Records provided ▸
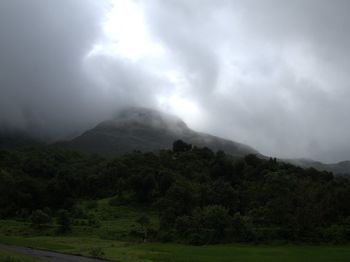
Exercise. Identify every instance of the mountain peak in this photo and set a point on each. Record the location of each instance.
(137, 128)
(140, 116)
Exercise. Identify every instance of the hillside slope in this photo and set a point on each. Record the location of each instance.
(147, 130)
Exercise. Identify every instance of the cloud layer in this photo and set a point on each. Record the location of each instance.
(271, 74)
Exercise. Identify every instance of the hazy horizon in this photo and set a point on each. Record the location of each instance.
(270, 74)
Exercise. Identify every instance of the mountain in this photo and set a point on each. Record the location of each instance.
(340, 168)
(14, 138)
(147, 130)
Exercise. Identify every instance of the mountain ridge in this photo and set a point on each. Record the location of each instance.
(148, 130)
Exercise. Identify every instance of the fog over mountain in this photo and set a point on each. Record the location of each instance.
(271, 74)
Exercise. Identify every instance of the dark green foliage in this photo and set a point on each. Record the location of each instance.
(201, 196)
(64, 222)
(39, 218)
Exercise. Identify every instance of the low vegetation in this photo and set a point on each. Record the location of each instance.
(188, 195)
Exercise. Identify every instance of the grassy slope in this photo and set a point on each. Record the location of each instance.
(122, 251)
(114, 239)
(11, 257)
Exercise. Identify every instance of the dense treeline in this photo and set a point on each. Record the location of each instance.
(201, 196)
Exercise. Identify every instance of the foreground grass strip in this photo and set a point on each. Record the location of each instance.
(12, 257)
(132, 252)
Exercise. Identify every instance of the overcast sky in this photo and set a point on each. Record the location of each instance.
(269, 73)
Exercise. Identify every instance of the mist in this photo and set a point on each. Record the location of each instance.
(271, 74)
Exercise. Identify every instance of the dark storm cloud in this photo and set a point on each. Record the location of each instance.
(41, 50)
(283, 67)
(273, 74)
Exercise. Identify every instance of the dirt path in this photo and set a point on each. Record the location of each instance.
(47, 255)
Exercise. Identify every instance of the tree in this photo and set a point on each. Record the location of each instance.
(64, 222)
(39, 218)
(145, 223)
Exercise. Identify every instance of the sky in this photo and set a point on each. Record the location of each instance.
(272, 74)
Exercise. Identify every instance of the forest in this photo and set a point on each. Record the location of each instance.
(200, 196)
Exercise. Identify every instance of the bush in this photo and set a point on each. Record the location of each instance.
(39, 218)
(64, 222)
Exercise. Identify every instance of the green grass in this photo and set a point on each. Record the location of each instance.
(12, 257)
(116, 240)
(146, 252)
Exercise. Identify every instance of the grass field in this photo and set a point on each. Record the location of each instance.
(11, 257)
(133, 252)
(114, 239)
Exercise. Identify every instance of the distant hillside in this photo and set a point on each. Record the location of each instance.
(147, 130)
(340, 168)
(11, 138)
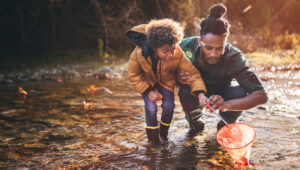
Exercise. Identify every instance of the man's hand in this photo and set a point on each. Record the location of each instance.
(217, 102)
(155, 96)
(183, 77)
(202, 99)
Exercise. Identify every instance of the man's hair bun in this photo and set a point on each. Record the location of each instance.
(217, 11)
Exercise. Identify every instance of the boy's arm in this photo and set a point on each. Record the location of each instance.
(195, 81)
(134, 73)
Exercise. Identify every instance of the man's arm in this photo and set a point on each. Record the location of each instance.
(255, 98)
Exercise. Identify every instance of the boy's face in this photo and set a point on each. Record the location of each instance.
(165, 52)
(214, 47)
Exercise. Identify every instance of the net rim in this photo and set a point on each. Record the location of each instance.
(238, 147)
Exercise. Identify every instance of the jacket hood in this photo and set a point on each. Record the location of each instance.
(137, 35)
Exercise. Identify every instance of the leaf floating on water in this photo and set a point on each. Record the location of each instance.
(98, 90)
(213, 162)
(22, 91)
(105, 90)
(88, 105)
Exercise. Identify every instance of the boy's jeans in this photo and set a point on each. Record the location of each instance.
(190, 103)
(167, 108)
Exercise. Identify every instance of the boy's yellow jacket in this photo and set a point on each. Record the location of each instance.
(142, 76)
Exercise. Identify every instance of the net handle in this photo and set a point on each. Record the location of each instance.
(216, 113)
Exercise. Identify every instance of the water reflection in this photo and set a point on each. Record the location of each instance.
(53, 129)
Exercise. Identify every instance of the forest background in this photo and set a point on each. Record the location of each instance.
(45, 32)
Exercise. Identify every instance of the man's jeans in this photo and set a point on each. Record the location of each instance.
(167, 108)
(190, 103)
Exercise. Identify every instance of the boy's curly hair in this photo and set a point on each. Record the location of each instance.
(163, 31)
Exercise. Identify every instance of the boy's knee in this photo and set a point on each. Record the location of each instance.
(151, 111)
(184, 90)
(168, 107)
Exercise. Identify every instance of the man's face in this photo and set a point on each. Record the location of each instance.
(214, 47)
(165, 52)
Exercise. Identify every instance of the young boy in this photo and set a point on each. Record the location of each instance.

Exercise details ▸
Restate the records in full and word for word, but keep the pictures out.

Response below ▸
Exercise. Identify every instance of the mountain peak in this photo and set a point on each. Record the location of each instance.
(137, 128)
(140, 116)
Exercise. Identify every instance of the hillside slope in this photo and set a point on each. Record the location of each instance.
(147, 130)
Exercise. Identify every instance of the cloud layer in this photo and set a point on each. Record the location of each instance.
(271, 74)
Exercise. Identify every instance of the hazy horizon in this photo and set a point on each. Record the location of each instance.
(270, 74)
Exercise. Identify every instance of the mountain in this photo and set a point on each. Record the location of each instance.
(340, 168)
(14, 138)
(147, 130)
Exercise. Identify every instance of the mountain ridge in this photo and set a point on each. Record the location of each instance.
(148, 130)
Exercise. Identify every instance of the fog over mountain in this photo and set a point on each. Record the location of each instance.
(271, 74)
Exercise. Identify every instance of the dark green foliage in this photo and set a point on each. Record the location of each instance.
(201, 196)
(64, 222)
(39, 218)
Exercise. Identify every instance of the low vegetation in this photo and set a point on each. Record the location of each instance.
(188, 195)
Exercise. Identify every instance of the grassy slope in this photo and set a point on each. Record the location of each instance.
(122, 251)
(114, 239)
(11, 257)
Exercise. Identify every instance of the dense treeline in this photo and set a point on each. Record the location of each instance.
(201, 196)
Exercise. Identify every instance of the foreground grass strip in this photo and set a point on each. Record the location of each instance.
(12, 257)
(132, 252)
Exercise. Identify every instance of the overcast sky in this photo and set a point on each. Record the location of each instance.
(269, 73)
Exercise. Identify every instance of the mist in this photo and set a point on each. Record the location of each instance.
(271, 74)
Exercise. Identify every instance of the dark storm cloud in this photo and set a point on each. Record the location of each instance.
(41, 50)
(283, 67)
(273, 74)
Exercise. Identify every instance of the dirt path in this photo and set a point on each. Record the location of each instance.
(47, 255)
Exercise. Identify every instance of the tree in this photo and set a point on each. Record the location of each instance.
(64, 222)
(39, 218)
(145, 223)
Exercise. Identify every instance of the sky in this photo and set a point on each. Record the location of each instance.
(272, 74)
Exercise. Identify every instance of the forest in this photo and set a point on each. Record the location of each instance.
(200, 196)
Exercise. Identify every instance of the bush in this photo and set a point on each. Record the location of each instance.
(39, 218)
(64, 222)
Exercise. Identify every instance of the green grass in this photo and set a point on each. Record the location of each instance.
(12, 257)
(116, 240)
(146, 252)
Exercise. Identify every instance of the grass field in this photo and set a point on each. Record the location of each instance.
(11, 257)
(133, 252)
(114, 239)
Exercise. Identify every instance of the distant hillside in this photo and set a point on each. Record the location of each instance.
(147, 130)
(340, 168)
(11, 138)
Exercise. Identify every instance of the man's hand in this photo and set a point on each. Record the location of each instance.
(217, 102)
(155, 96)
(183, 77)
(202, 99)
Exercise. Identify every instance of the man's hair bun in this photo and set a point on each. Record the location of each instance.
(217, 11)
Exercise. Identify every instance of the boy's arm in this photo and set a point on each. Record the location of each instance.
(195, 81)
(134, 73)
Exercise. Identify every instance of the man's arm in this photo and set a point on each. Record the location of each instance.
(255, 98)
Exercise. Identify every instance of the boy's face in this photo and set a point on each. Record the location of each instance.
(165, 52)
(214, 47)
Exercise. Identify every instance of the net rim in this photo and set a point on each. Record the location of each instance.
(238, 147)
Exercise. Identify every instance of the jacket hood in this photo and set a point on each. Record the location of each instance.
(137, 35)
Exercise. Identify every instance of the leaf floating on water in this photo and set a point on each. Record the location of each instance.
(98, 90)
(213, 162)
(22, 91)
(105, 90)
(88, 105)
Exercise. Identify every instance of the boy's jeans in this photo and set a point on each. Record the location of each instance.
(190, 103)
(167, 108)
Exercise. Identify every instance of the boy's yellow jacket in this photo and set a point on each. Record the location of each instance.
(142, 76)
Exercise. Identify every instance of the net handle in this photo and set a point on each. Record the location of each instance.
(216, 113)
Exercise. Identify every instance of the water reflection in this photo and set a point on each. Record the location of each instance.
(53, 129)
Exercise. Identify every instance of the forest background in this photo and set a point on each. Record the location of each instance.
(45, 32)
Exercise. Identify every instance of the man's jeans in this photo and set a point on each. Record the location of each instance.
(167, 108)
(190, 103)
Exercise. Identify every instance of the boy's curly hair in this photo and set a point on each. Record the location of each instance.
(163, 31)
Exercise. Identify every instance of the boy's knee in this photo and set a point on each. Record the location of each instance.
(151, 111)
(184, 90)
(168, 107)
Exercise. Identify every instance of the man's face in this photo and set a point on each. Record the location of each instance.
(214, 47)
(165, 52)
Exercise. Identify every instance of the young boy in this photo and set a point on each. Record the location of each instance.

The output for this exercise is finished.